:: The records ::

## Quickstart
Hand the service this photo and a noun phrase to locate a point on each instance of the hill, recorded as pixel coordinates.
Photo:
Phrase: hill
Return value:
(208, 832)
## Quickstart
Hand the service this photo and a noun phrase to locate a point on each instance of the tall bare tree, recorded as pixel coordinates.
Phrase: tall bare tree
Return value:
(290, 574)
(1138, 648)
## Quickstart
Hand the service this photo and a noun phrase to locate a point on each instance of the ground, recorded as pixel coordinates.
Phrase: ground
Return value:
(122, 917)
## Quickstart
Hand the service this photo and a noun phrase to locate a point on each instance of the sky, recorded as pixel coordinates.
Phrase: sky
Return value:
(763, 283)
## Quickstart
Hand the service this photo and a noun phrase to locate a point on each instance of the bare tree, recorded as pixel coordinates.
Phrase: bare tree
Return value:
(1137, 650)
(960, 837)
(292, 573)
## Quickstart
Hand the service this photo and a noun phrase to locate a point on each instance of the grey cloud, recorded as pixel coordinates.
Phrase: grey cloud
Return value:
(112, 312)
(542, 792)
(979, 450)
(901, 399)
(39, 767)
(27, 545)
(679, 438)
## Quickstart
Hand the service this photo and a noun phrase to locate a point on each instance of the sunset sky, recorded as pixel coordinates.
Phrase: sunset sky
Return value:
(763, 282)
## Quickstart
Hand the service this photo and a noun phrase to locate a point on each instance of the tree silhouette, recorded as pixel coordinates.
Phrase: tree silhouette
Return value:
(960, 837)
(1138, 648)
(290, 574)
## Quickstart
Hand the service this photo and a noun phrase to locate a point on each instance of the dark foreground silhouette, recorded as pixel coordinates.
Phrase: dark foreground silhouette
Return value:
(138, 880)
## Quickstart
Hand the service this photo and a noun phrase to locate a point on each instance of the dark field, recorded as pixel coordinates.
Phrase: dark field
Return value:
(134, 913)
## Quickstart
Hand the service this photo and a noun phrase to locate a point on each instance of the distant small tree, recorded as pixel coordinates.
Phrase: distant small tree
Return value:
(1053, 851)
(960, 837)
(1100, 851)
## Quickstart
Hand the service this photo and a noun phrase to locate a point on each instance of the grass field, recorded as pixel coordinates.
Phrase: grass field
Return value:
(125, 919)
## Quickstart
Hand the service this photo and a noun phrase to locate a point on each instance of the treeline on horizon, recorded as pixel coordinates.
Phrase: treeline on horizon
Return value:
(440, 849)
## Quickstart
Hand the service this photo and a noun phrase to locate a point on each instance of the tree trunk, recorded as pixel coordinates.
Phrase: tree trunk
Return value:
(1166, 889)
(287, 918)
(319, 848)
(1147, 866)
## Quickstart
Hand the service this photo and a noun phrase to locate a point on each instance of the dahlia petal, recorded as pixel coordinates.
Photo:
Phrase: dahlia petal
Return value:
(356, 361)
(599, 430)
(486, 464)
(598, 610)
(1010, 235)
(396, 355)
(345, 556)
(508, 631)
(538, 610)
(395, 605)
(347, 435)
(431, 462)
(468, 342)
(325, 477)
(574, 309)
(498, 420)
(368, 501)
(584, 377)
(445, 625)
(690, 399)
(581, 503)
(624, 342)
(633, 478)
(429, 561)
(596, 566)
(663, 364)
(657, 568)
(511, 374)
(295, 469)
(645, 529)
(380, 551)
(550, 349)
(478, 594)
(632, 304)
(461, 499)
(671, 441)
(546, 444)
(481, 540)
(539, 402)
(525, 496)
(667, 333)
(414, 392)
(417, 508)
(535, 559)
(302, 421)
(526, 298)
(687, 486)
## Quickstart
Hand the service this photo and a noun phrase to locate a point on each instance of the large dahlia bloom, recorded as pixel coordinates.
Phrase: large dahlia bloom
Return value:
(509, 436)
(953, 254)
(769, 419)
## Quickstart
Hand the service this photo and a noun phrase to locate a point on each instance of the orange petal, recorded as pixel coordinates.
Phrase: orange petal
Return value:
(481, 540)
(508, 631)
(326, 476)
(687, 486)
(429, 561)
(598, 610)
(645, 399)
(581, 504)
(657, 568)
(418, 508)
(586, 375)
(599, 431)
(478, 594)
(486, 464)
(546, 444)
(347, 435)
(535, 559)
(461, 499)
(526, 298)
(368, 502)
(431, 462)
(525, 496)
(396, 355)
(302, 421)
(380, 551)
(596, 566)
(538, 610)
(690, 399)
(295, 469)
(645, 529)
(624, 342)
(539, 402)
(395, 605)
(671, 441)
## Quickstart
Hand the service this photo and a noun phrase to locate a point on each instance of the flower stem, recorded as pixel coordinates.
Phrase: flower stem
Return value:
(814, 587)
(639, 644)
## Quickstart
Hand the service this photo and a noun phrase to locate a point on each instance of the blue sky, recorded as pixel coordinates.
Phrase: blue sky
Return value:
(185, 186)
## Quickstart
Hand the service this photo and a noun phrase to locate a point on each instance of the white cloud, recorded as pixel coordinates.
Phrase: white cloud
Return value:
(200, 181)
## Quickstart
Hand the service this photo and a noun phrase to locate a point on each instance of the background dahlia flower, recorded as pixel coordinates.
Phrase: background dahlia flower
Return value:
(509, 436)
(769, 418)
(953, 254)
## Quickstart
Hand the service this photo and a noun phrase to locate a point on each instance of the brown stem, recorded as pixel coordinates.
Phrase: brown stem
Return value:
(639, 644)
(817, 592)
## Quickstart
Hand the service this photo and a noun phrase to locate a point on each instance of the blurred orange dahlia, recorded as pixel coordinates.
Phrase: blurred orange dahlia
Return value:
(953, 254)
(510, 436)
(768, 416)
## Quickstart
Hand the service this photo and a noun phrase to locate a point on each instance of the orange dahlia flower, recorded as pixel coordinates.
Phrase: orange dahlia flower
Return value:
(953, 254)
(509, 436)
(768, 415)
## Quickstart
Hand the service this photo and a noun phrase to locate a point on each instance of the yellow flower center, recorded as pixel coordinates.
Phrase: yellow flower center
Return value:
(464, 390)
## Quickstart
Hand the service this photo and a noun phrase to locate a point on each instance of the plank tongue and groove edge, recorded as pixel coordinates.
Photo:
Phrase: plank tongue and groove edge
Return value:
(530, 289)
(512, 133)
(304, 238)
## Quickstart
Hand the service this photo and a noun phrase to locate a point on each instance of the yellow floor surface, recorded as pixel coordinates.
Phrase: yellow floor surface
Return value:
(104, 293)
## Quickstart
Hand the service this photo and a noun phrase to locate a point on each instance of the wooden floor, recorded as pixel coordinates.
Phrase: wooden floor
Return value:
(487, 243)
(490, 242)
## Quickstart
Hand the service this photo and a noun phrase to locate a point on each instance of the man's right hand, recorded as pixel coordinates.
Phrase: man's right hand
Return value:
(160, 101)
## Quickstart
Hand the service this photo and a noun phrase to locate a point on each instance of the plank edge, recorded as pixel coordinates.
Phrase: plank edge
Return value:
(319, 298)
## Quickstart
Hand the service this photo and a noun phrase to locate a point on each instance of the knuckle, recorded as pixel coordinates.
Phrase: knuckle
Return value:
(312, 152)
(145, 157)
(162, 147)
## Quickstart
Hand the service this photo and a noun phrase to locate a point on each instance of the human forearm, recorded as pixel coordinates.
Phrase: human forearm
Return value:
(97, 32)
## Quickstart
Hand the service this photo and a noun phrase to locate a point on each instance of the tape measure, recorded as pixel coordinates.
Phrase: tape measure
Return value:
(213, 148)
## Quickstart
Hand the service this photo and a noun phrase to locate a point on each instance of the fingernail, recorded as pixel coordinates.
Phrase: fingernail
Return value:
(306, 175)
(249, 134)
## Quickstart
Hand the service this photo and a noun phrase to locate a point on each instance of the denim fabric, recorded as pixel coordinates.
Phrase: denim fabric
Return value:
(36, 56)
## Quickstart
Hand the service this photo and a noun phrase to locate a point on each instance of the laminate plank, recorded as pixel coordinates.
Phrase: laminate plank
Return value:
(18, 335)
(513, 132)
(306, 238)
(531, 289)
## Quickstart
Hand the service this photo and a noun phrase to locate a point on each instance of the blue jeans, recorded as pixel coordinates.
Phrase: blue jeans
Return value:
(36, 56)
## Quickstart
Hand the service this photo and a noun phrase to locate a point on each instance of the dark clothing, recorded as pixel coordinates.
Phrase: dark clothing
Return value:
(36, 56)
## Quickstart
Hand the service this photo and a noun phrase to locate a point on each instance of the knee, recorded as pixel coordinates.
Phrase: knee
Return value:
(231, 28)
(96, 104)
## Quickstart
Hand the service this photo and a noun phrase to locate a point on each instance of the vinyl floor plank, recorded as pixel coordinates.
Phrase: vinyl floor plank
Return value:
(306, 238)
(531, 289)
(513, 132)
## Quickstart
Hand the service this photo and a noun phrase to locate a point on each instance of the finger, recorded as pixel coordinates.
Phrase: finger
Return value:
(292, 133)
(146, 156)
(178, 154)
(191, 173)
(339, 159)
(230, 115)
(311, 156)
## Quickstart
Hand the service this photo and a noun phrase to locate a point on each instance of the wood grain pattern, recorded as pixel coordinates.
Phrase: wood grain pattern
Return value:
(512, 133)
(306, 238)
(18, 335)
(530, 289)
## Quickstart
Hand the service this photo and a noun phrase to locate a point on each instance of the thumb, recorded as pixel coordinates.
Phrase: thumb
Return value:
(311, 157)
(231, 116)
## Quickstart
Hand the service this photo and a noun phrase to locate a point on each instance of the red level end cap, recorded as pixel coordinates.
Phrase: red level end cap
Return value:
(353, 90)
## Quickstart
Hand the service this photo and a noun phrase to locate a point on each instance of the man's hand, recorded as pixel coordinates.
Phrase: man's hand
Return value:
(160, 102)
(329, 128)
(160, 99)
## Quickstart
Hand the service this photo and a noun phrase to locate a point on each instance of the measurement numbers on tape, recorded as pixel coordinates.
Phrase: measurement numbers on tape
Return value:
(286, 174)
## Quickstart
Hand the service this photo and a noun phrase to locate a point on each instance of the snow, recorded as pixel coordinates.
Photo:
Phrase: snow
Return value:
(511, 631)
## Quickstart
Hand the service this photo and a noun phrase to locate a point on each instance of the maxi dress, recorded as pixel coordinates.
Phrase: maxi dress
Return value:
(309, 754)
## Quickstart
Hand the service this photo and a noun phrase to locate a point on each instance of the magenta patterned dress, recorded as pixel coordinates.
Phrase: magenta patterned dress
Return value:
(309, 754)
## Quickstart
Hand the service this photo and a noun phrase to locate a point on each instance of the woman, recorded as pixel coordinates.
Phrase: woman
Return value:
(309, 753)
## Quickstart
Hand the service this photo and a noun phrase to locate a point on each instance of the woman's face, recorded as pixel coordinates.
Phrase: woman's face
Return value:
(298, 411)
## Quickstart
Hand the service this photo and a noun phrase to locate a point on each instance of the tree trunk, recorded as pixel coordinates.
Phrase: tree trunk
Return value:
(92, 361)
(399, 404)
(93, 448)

:::

**Task requirements:** Output nothing but the number of lines in the data containing the string "vinyl".

**Output for this task:** 2